**TASK**
Every line in the records below between the one holding "Where can the red pickup" and the one holding "Where can the utility", inclusive, is to be set down exactly; all other lines are to be left out.

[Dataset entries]
+++
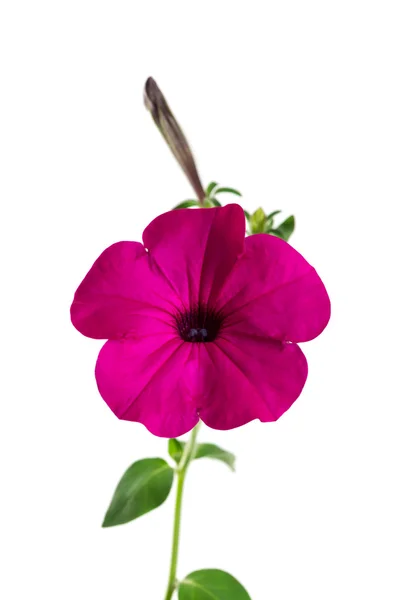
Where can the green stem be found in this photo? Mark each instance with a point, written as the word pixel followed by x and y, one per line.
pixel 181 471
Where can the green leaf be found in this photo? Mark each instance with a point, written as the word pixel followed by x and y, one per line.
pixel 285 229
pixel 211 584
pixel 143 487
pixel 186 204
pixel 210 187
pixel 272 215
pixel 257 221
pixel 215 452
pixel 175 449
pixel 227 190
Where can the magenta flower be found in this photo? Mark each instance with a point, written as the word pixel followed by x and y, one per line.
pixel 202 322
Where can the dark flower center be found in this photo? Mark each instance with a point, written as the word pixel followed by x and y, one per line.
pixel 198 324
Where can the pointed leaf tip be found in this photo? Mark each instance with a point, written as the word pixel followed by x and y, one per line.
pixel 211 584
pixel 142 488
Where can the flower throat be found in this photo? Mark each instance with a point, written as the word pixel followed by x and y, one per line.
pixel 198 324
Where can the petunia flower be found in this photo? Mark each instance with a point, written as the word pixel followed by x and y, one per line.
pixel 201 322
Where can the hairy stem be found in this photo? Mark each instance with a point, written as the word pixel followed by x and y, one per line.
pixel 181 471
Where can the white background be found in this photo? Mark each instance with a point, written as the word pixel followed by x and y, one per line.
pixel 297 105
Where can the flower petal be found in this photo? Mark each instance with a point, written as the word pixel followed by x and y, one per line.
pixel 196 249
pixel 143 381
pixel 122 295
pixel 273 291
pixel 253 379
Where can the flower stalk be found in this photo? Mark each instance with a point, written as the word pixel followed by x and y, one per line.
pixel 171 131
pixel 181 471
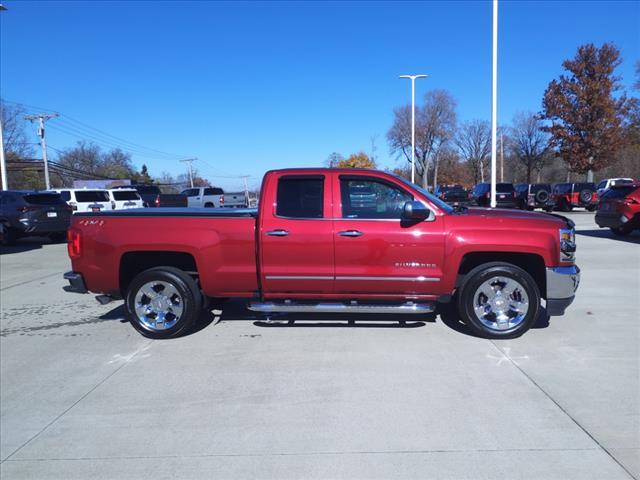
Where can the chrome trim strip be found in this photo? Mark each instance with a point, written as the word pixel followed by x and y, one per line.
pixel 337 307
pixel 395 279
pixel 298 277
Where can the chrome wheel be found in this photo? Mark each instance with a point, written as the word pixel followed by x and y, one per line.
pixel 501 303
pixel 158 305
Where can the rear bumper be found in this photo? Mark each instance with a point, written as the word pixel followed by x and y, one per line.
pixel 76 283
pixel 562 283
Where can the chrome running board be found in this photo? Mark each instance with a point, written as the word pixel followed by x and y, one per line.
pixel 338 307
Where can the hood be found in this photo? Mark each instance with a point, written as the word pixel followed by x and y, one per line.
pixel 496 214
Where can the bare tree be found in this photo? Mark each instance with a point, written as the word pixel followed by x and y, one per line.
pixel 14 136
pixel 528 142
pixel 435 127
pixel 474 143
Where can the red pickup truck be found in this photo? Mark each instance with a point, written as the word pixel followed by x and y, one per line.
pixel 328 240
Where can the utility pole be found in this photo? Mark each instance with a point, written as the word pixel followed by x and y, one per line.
+++
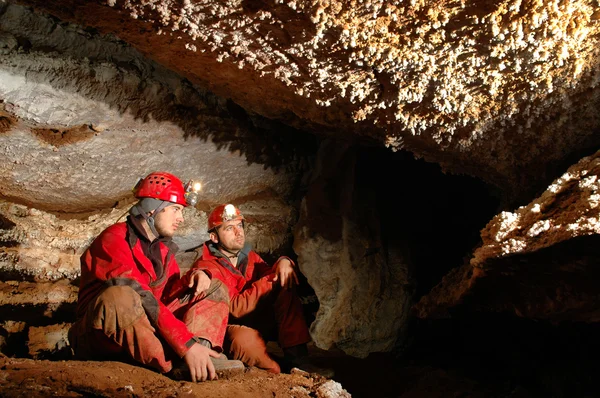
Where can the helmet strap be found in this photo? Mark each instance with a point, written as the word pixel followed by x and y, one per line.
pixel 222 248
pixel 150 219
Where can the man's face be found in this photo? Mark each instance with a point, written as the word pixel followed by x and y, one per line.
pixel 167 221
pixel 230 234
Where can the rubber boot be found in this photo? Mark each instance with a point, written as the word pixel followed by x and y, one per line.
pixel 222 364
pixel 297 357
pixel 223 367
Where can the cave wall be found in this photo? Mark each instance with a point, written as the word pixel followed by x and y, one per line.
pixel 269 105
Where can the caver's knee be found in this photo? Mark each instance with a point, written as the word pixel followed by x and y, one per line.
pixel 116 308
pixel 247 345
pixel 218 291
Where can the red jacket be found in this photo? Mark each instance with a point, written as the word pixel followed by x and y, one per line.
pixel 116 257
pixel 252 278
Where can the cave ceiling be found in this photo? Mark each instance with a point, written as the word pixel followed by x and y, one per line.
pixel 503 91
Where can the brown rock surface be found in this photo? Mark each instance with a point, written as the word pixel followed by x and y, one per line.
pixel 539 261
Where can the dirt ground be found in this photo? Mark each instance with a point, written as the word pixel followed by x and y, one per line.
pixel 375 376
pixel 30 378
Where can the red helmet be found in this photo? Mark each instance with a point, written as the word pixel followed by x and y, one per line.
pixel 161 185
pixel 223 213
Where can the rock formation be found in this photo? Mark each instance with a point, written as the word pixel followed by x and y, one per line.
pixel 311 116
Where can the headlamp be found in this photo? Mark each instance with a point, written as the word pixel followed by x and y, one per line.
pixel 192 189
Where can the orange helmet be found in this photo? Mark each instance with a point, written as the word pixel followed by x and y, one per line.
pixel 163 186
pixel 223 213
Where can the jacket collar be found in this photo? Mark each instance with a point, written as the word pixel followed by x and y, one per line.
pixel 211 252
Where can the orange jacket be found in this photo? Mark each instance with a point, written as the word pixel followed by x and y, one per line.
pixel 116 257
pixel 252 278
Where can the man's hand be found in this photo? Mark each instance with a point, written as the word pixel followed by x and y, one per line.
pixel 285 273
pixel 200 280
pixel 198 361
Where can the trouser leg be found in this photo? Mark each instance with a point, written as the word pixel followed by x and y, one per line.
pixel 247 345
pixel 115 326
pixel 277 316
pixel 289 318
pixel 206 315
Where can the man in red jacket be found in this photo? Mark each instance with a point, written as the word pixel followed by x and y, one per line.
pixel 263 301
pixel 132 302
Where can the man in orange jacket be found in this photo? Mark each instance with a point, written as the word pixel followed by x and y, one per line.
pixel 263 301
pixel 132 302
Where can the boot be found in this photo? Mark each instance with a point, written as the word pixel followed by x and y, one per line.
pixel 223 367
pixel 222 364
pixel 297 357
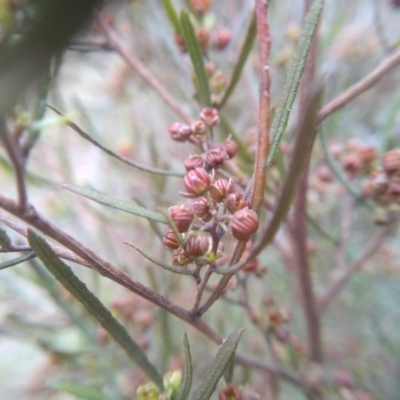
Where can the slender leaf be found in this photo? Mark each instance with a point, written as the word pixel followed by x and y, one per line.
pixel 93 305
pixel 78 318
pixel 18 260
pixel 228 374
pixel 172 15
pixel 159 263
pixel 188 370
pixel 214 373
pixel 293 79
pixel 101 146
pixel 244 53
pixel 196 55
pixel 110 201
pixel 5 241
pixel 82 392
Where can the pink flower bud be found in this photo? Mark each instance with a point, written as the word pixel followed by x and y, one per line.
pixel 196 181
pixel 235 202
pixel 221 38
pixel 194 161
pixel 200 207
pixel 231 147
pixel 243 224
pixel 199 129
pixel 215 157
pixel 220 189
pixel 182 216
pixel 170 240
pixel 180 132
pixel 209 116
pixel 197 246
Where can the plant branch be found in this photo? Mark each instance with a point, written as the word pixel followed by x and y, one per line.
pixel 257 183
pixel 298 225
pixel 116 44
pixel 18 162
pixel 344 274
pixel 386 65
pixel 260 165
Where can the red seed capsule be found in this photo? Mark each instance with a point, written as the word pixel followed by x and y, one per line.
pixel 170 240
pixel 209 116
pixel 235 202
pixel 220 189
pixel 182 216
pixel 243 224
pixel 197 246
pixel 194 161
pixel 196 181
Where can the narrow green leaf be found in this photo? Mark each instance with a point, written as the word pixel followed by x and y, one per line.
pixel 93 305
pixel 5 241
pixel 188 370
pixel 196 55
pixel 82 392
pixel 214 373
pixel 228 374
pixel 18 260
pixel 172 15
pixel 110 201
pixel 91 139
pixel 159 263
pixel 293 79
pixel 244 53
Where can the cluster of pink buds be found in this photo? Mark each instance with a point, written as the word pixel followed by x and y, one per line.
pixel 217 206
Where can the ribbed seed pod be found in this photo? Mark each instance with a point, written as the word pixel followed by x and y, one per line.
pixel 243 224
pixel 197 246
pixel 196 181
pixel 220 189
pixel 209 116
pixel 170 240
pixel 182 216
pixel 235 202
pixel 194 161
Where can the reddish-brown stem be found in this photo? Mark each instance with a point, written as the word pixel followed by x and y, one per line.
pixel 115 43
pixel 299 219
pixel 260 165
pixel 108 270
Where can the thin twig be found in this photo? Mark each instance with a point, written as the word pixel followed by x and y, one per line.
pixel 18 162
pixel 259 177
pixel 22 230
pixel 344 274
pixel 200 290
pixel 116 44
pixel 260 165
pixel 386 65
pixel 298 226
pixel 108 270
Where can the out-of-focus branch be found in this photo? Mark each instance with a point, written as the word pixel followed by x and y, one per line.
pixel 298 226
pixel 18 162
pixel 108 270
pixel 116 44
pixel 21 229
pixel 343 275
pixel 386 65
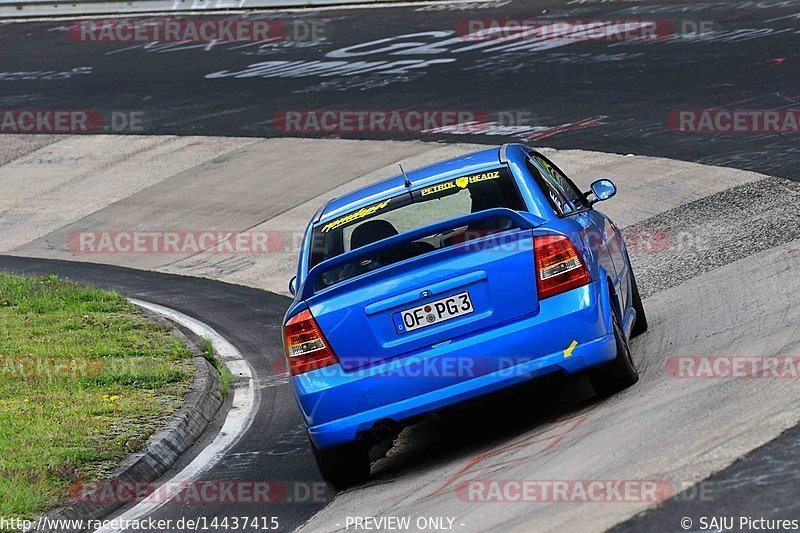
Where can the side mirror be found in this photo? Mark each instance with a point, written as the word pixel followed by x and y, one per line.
+++
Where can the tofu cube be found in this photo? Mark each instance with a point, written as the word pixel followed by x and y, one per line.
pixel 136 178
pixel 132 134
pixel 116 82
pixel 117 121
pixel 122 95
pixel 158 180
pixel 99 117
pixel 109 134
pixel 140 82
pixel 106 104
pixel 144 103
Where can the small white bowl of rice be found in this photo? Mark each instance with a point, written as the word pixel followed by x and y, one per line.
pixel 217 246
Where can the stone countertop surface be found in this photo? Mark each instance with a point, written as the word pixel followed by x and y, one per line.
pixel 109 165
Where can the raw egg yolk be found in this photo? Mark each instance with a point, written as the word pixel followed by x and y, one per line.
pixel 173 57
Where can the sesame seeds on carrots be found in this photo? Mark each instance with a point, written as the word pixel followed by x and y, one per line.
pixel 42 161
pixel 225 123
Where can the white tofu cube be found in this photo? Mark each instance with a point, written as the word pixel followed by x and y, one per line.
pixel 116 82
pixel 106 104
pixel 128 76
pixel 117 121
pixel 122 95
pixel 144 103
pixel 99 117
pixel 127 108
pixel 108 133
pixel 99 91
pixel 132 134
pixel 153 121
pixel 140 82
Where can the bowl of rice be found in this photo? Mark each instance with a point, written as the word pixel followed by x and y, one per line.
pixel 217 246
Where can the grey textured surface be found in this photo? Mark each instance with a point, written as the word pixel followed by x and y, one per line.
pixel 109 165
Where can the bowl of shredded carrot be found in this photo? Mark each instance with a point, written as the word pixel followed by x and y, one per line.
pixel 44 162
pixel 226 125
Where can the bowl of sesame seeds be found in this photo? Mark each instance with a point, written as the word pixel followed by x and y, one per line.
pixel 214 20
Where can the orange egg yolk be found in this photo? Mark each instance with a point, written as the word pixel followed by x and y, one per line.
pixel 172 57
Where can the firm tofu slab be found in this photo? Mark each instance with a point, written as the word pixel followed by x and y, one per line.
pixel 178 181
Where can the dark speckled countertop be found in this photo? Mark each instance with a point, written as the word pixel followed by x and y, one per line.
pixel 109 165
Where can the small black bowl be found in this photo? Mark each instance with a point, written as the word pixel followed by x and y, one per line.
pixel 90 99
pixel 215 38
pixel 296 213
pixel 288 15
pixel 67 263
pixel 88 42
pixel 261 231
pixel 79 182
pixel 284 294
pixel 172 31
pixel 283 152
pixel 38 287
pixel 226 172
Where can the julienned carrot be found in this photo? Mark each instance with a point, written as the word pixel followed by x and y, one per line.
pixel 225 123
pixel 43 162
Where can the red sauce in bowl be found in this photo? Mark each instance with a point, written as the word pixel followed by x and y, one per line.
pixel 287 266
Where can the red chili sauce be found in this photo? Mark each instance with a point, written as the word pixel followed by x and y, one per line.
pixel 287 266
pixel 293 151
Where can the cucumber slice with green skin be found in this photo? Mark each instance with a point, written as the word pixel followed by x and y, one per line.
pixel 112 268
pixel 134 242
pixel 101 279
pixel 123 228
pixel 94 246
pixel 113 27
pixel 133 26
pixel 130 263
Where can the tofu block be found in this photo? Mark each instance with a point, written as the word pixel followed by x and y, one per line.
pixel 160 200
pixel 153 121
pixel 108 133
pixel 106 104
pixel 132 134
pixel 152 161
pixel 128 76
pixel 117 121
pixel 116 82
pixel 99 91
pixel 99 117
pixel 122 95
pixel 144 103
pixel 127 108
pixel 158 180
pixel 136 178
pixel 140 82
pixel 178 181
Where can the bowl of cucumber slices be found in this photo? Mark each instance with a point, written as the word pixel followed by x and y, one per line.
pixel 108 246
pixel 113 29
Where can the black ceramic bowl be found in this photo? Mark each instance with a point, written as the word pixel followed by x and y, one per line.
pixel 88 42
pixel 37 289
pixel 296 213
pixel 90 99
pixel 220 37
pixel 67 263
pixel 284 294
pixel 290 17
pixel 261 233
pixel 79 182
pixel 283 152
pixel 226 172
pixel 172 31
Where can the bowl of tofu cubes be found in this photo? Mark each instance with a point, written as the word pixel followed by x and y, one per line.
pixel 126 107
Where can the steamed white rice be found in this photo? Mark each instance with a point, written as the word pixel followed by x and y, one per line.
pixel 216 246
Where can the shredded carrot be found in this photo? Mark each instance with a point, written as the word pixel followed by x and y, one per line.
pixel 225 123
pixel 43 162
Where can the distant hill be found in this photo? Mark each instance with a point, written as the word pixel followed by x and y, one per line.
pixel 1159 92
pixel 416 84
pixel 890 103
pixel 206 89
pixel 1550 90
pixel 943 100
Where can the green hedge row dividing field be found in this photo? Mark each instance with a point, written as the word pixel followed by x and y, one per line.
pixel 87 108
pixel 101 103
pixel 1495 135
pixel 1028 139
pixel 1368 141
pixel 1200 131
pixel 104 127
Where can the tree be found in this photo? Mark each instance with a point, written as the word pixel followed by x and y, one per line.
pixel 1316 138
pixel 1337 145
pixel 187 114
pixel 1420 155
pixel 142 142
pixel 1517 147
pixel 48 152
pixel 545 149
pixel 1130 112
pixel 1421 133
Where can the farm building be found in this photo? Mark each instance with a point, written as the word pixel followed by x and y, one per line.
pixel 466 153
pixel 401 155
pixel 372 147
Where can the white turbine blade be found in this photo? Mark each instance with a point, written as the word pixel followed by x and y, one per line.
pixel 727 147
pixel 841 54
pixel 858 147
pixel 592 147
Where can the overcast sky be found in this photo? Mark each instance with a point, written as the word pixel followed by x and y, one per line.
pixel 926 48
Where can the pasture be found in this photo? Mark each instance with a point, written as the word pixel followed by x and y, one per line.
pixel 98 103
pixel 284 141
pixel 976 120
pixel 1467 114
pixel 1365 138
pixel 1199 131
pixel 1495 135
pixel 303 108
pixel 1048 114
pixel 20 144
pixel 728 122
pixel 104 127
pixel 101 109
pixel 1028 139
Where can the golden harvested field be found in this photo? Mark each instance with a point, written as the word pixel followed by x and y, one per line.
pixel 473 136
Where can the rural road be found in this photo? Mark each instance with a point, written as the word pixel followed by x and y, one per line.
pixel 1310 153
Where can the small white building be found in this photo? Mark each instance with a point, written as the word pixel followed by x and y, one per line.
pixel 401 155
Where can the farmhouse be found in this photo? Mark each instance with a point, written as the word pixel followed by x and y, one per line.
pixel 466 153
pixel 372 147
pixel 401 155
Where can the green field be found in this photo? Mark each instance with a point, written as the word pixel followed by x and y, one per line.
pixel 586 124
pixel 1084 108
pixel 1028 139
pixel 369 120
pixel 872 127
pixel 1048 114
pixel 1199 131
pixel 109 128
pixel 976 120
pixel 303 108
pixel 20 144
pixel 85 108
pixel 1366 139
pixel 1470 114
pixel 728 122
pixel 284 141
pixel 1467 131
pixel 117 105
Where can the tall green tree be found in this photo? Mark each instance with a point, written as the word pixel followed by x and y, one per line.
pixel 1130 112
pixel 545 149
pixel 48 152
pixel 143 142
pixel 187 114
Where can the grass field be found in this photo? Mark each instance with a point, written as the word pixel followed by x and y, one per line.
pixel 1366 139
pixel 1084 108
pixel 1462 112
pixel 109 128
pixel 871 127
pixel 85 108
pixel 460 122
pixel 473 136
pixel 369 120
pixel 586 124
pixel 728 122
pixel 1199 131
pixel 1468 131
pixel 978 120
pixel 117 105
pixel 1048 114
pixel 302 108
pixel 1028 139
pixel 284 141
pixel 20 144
+++
**TASK SOLUTION**
Where can the red pickup truck be found in this photo? Mark each instance with a point, written as the word pixel followed by x and y, one per line.
pixel 328 240
Where can the utility pole be found in this photo? Mark each instance with a point, written as the word pixel followed by x and y, one per line.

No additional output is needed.